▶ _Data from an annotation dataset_

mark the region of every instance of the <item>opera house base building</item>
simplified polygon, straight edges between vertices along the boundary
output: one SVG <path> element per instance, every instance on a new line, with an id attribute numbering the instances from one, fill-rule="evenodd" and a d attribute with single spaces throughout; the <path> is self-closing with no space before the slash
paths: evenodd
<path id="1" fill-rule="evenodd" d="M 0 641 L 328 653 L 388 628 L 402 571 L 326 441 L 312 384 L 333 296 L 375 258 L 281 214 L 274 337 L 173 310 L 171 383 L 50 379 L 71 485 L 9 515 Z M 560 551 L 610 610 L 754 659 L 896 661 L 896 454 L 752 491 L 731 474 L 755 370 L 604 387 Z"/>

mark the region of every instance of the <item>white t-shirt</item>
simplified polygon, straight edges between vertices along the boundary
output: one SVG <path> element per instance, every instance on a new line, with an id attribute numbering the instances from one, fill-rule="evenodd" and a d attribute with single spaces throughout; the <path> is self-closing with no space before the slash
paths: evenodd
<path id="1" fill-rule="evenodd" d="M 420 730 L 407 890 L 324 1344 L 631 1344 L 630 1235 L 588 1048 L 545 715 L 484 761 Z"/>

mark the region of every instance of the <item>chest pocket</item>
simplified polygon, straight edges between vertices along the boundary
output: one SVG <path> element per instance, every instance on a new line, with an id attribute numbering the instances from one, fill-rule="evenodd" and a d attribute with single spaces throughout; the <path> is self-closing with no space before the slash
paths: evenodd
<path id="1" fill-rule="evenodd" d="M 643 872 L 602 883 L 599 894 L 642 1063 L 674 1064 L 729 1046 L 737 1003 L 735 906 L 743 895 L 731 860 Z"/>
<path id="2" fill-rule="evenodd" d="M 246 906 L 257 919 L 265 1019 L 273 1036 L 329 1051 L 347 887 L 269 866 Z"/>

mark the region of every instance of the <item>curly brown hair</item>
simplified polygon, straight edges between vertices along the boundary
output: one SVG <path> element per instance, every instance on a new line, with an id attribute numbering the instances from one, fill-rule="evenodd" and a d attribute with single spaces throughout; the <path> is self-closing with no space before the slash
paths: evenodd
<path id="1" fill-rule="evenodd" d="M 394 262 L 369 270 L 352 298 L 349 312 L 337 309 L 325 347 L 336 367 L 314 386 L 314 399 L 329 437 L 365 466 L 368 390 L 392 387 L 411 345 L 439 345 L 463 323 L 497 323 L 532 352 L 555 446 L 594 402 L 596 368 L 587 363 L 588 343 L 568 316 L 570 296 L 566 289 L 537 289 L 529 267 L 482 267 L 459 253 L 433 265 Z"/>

▶ _Exercise details_
Return every line of the data above that contains the word "region", matching case exactly.

▶ _Exercise response_
mark the region of every instance of the <item>opera house base building</item>
mark the region of every instance of the <item>white t-shirt</item>
mark the region of every instance of the <item>chest pocket</item>
mark the region of every instance of the <item>curly brown hair</item>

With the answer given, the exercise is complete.